# GIVEN TASK
Reproduce the stretch from the line containing "Mark every instance of the palm trunk" through the end of the records, both ends included, with each point coordinate in the answers multiplied by 1.9 and rounded to the nearest whole number, halves rounded up. Give only these lines, leave the pictures out, and keep the requests unchanged.

# RAW DATA
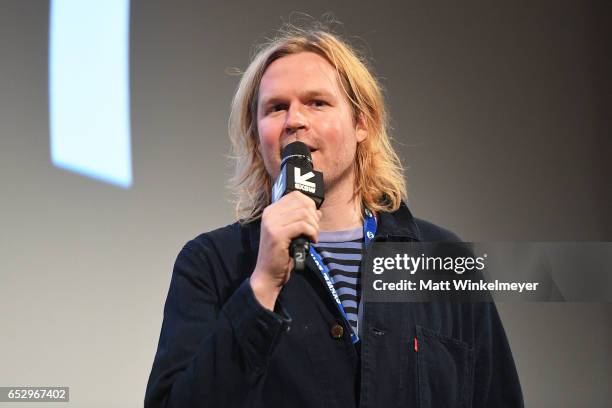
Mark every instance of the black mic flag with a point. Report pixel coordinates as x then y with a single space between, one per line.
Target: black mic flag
296 173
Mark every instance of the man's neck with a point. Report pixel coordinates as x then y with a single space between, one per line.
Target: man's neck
340 212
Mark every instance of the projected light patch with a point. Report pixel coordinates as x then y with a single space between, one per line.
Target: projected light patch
89 88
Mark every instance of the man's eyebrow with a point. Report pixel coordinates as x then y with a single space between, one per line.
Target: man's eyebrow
267 100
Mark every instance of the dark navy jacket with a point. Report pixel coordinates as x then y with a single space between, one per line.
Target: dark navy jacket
220 348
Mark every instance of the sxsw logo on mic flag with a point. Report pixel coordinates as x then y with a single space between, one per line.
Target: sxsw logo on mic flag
301 181
279 186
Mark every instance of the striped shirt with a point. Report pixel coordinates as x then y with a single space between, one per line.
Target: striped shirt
341 251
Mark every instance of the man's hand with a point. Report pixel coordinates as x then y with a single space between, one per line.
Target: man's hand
293 215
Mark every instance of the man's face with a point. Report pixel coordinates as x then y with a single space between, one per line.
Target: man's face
300 98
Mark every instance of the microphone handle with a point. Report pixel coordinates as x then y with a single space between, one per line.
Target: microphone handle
298 250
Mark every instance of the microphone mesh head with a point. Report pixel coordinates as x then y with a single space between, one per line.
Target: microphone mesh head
296 151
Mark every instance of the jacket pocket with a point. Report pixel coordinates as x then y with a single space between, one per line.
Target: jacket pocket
445 370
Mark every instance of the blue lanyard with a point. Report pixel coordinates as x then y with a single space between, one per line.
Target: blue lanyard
369 230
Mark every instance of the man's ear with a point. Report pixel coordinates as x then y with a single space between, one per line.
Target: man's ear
361 131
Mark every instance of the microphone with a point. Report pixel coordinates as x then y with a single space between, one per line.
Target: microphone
297 174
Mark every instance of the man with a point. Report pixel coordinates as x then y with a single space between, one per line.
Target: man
241 328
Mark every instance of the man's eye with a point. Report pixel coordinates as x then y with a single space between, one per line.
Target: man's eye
278 107
318 103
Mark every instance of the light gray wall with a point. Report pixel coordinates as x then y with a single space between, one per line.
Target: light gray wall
500 111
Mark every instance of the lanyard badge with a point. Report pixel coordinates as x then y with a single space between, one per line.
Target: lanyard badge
369 230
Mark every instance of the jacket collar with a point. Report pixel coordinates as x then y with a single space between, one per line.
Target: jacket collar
399 225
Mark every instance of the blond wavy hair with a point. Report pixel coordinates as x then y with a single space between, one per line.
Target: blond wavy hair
379 178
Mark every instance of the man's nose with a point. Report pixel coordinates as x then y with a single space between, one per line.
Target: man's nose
295 120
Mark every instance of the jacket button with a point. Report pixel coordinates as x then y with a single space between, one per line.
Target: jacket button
337 331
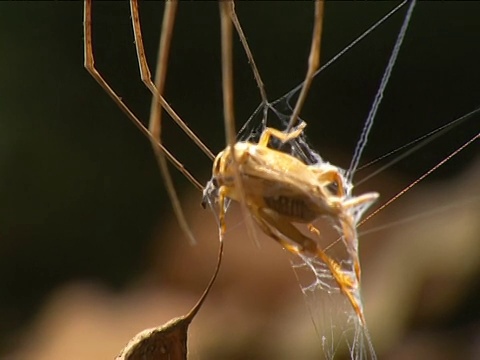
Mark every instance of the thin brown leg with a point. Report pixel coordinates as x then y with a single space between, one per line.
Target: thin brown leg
90 66
157 90
251 60
147 79
313 62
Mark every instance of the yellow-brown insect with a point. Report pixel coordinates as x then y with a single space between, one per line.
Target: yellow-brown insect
278 190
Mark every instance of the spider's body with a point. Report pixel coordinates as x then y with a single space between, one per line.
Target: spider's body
278 190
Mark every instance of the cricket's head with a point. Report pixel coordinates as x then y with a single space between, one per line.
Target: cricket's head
223 171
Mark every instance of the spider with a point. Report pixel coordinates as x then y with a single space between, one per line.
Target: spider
279 189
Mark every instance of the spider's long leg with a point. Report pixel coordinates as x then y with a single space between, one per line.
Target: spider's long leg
313 62
147 78
155 122
251 60
90 66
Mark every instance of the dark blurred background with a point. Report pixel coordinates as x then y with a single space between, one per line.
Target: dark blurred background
80 192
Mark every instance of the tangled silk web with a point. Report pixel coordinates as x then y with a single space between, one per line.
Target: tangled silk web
330 279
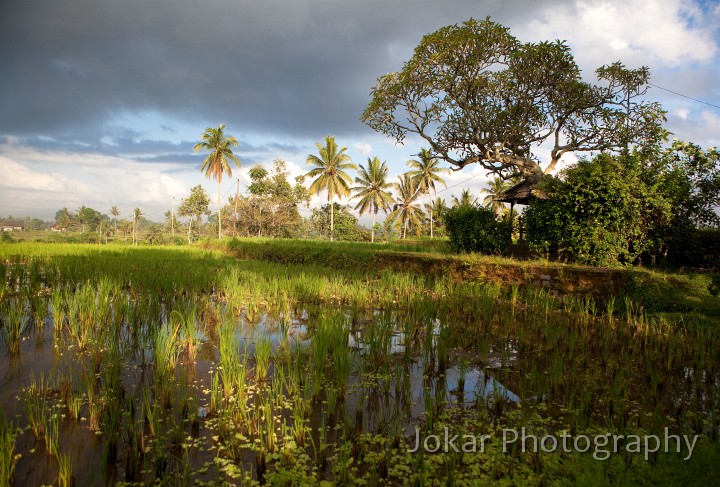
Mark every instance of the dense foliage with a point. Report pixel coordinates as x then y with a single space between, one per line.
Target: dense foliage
476 229
600 212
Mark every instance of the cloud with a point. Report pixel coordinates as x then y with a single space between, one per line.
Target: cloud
363 148
40 182
109 97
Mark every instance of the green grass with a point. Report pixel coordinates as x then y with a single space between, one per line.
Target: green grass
637 362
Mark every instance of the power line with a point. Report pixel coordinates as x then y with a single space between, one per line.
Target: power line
684 96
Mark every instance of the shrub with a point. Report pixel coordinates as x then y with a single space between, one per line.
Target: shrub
475 229
600 212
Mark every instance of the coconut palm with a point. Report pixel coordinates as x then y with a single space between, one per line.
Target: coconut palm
329 171
115 211
426 170
466 199
406 210
436 208
495 188
371 189
137 214
216 163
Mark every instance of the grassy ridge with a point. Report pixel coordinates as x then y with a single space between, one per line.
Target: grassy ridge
675 296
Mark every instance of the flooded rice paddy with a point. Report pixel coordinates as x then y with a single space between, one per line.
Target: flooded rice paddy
169 367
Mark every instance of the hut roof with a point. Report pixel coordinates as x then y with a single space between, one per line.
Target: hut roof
521 193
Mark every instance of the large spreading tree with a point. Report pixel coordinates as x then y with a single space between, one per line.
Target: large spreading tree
476 94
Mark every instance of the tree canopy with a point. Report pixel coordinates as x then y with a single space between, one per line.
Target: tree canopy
476 94
216 163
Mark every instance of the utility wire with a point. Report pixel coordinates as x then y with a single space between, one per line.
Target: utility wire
684 96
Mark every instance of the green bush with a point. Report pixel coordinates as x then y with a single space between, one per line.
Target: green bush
475 229
696 248
600 212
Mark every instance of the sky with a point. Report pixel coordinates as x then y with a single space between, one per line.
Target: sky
102 101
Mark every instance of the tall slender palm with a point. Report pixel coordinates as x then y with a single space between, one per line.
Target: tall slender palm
137 214
426 169
494 189
371 189
115 212
436 208
406 210
216 163
466 199
329 171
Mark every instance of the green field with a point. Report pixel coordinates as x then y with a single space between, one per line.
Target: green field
249 362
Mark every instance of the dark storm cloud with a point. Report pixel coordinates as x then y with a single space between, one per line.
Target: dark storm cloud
292 67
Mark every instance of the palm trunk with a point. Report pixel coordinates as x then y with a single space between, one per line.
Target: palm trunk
431 236
219 223
332 215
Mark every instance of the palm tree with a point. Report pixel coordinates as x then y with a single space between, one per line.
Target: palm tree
494 189
405 210
114 211
436 208
330 173
137 213
216 163
371 189
427 171
466 199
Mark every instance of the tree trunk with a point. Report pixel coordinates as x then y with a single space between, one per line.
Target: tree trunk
219 223
332 215
431 235
237 195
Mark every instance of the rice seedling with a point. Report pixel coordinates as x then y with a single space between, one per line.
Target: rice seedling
16 321
52 434
263 352
166 348
36 407
8 457
65 477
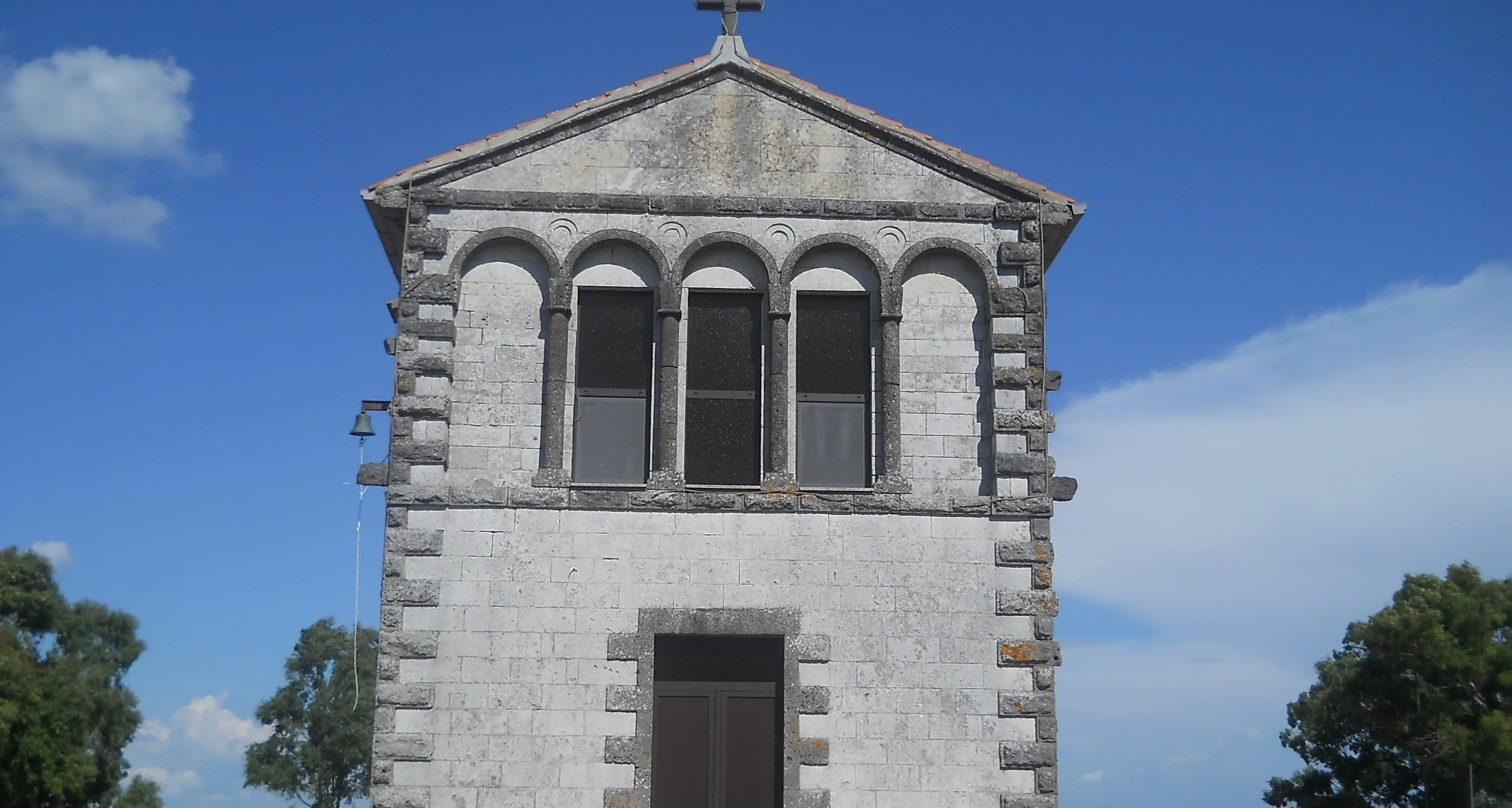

# WRITTEN SOLUTION
Mark every instance of the palm trunk with a point. Report pixel coordinates as x then y with a single space between, one per line.
Target: palm trunk
819 448
416 424
631 409
Mark every instance of the palm tree with a point. Report pixel coordinates as x then y with a single space between, one per line.
Target: palm tree
939 359
770 399
217 401
828 395
627 329
260 405
410 310
705 359
811 325
885 378
Mark every instance of the tree trunk with a point. Report pixel coordinates as x then y with a single space between, one per line.
Target: tree trunk
416 424
631 409
819 447
450 371
Mark every instance of the rice seedling with a point. Report pixel coordinates as x then y with a single space between, one per line.
Target: rice seedling
30 610
99 825
500 669
315 661
68 773
15 868
124 906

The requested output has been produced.